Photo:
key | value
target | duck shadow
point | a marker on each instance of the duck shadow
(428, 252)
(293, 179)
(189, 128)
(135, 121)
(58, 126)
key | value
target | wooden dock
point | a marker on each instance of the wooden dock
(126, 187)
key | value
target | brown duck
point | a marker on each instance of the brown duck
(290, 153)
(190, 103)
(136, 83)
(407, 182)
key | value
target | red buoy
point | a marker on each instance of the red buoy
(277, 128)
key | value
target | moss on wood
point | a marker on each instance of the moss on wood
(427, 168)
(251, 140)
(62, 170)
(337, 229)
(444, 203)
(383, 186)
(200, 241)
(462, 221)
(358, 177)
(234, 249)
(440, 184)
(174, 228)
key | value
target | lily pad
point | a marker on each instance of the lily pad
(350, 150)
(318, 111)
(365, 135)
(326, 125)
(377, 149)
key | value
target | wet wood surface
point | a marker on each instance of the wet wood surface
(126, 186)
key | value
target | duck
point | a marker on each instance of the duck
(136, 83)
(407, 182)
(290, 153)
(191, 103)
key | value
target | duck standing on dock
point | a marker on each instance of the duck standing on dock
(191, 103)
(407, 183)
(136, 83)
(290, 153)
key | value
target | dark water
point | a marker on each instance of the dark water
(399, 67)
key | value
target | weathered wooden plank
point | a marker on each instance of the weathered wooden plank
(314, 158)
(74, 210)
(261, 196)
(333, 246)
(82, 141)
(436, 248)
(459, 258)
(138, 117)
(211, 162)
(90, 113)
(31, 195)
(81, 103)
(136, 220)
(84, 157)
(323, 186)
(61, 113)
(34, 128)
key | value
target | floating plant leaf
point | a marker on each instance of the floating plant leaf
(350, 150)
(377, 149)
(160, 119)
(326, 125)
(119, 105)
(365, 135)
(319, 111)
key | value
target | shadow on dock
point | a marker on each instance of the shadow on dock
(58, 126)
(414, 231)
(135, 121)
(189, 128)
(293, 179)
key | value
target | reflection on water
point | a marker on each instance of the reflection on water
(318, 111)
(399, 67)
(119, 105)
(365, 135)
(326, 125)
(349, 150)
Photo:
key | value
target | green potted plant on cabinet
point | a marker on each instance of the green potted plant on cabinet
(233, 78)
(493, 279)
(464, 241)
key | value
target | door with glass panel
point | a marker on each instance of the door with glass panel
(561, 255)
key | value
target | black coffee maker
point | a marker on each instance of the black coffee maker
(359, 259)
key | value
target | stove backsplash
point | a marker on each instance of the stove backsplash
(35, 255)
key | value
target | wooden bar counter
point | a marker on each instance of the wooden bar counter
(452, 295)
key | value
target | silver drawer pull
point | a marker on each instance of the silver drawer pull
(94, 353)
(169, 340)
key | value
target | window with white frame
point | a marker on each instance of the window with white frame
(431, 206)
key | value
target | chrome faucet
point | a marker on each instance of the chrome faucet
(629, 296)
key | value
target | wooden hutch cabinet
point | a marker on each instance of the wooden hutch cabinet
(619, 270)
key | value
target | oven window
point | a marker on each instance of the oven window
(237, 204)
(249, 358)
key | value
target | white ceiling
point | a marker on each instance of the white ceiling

● ● ● ● ●

## AIM
Extract the data in full. Keep it word for word.

## EXERCISE ANSWER
Photo:
key | value
target | duck shadow
point | a marker on each instance of the duck shadow
(428, 252)
(293, 179)
(189, 128)
(135, 121)
(58, 126)
key | value
target | wooden dock
point | a marker on each instance of the wooden dock
(126, 187)
key | value
target | brown duck
point | a marker on each instance of the brown duck
(290, 153)
(190, 103)
(136, 83)
(407, 182)
key | value
target | red buoy
point | a marker on each instance of the red buoy
(277, 128)
key | value
target | moss on wood
point | a marker on each instance of the moss on wood
(427, 168)
(251, 140)
(62, 170)
(337, 229)
(444, 203)
(383, 186)
(200, 241)
(462, 221)
(358, 177)
(234, 249)
(440, 184)
(174, 228)
key | value
target | lily pad
point | a marker on each instance of the lily pad
(350, 150)
(318, 111)
(365, 135)
(326, 125)
(377, 149)
key | value
target | wet wood surface
point | a marker on each instance of the wet wood surface
(126, 186)
key | value
target | duck
point | a marker on each instance of the duck
(136, 83)
(407, 182)
(290, 153)
(191, 103)
key | value
target | duck standing on dock
point | a marker on each instance of the duck standing on dock
(191, 103)
(407, 183)
(136, 83)
(290, 153)
key | value
target | dark water
point | a marker on each instance of the dark water
(399, 67)
key | value
target | weathered wooden plank
point | a marker on each instance of the weathered wooden plank
(314, 158)
(74, 210)
(261, 196)
(333, 246)
(82, 141)
(436, 248)
(459, 258)
(138, 117)
(211, 162)
(90, 113)
(31, 195)
(81, 103)
(136, 220)
(84, 157)
(323, 186)
(61, 113)
(34, 128)
key | value
target | floating plant leaf
point | a marker on each instance of the floating plant leaf
(350, 150)
(377, 149)
(160, 119)
(326, 125)
(119, 105)
(365, 135)
(319, 111)
key | value
target | shadow on dock
point | a marker on each instance of the shadow on dock
(58, 126)
(414, 231)
(135, 121)
(189, 128)
(293, 179)
key | value
target | reflection on water
point | a marker on each instance of the reflection on water
(318, 111)
(399, 67)
(119, 105)
(365, 135)
(326, 125)
(349, 150)
Photo:
key | value
target | green potted plant on cabinet
point | a marker on each instance of the green potted plant on cabinet
(233, 78)
(493, 279)
(464, 241)
key | value
target | door with glass panel
point | a marker on each instance of the door with glass panel
(561, 255)
key | value
target | black coffee maker
point | a marker on each instance of the black coffee maker
(359, 259)
key | value
target | stove backsplash
point | a marker on each instance of the stove backsplash
(35, 255)
key | value
target | wooden bar counter
point | a marker on each instance of the wooden bar counter
(452, 295)
key | value
target | silver drawer pull
point | a marker on each instance of the silver drawer pull
(94, 353)
(169, 340)
key | value
target | window with white frame
point | a marker on each instance of the window with white frame
(431, 206)
key | value
target | chrome faucet
point | a marker on each instance of the chrome faucet
(629, 296)
key | value
target | wooden hutch cabinet
point | a marker on each instance of the wooden hutch cabinet
(619, 270)
key | value
target | oven window
point | a marker on each instance of the oven window
(237, 204)
(249, 358)
key | value
target | white ceiling
point | a marker on each instance of the white ceiling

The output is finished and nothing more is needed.